What this task involves — Reproduce all of the rows below word for word, leaving out the pictures.

Task data —
◇ ◇ ◇ ◇ ◇ ◇ ◇
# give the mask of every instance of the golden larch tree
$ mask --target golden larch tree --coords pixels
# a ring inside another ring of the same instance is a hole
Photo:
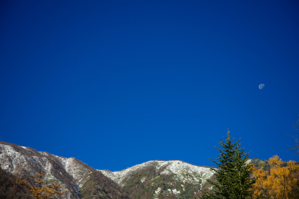
[[[283,161],[277,155],[270,158],[269,162],[271,166],[269,171],[264,171],[263,167],[254,169],[253,175],[256,179],[253,186],[255,189],[255,198],[299,198],[295,190],[299,182],[299,164],[290,161],[283,166]]]

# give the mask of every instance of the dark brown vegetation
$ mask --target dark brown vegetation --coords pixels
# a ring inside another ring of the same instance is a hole
[[[18,181],[16,176],[7,173],[0,167],[0,198],[31,198],[27,189],[18,184]]]

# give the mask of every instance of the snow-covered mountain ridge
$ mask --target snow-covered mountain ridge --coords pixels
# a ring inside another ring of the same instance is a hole
[[[206,183],[206,179],[210,178],[213,174],[209,168],[196,166],[179,160],[151,161],[120,171],[99,171],[121,186],[123,186],[124,185],[123,181],[126,177],[132,175],[137,170],[146,168],[151,163],[155,166],[157,170],[163,166],[166,166],[160,174],[176,175],[178,179],[183,183],[187,182],[191,183],[196,184],[201,180],[200,185],[202,186]],[[140,179],[141,181],[144,181],[146,179],[143,178]]]
[[[209,168],[179,160],[150,161],[118,172],[97,170],[74,158],[4,142],[0,166],[22,178],[42,169],[46,181],[59,182],[68,190],[66,198],[191,198],[213,174]]]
◇ ◇ ◇ ◇ ◇ ◇ ◇
Correct answer —
# give the mask of every instance of the golden larch tree
$ mask --target golden larch tree --coords pixels
# a ring inside another ring of the same instance is a hole
Photo:
[[[283,161],[277,155],[270,158],[269,162],[271,166],[269,171],[264,171],[263,167],[254,169],[253,175],[256,179],[253,186],[255,189],[255,198],[299,198],[295,190],[299,182],[299,164],[290,161],[283,166]]]

# give the mask of every instance of the dark brown vegetation
$ mask --target dark brown vegetation --coords pixels
# a ring inside another ring of the same instance is a hole
[[[18,181],[16,176],[7,173],[0,167],[0,198],[31,198],[27,189],[18,184]]]

# give the mask of every instance of the snow-covered mountain ridge
$ mask --target snow-covered mountain ridge --coords pixels
# a ring inside another ring of the same instance is a hole
[[[206,183],[206,179],[210,178],[213,174],[209,168],[196,166],[179,160],[151,161],[120,171],[99,171],[121,186],[123,186],[124,185],[123,181],[126,177],[132,175],[137,170],[146,168],[151,163],[155,166],[157,170],[163,166],[166,166],[160,174],[176,175],[178,179],[183,183],[187,182],[191,183],[196,184],[201,180],[200,185],[202,186]],[[140,179],[141,181],[144,181],[146,179],[143,178]]]
[[[209,168],[179,160],[150,161],[118,172],[97,170],[74,158],[4,142],[0,166],[22,178],[42,169],[46,181],[59,182],[68,190],[66,198],[191,198],[213,174]]]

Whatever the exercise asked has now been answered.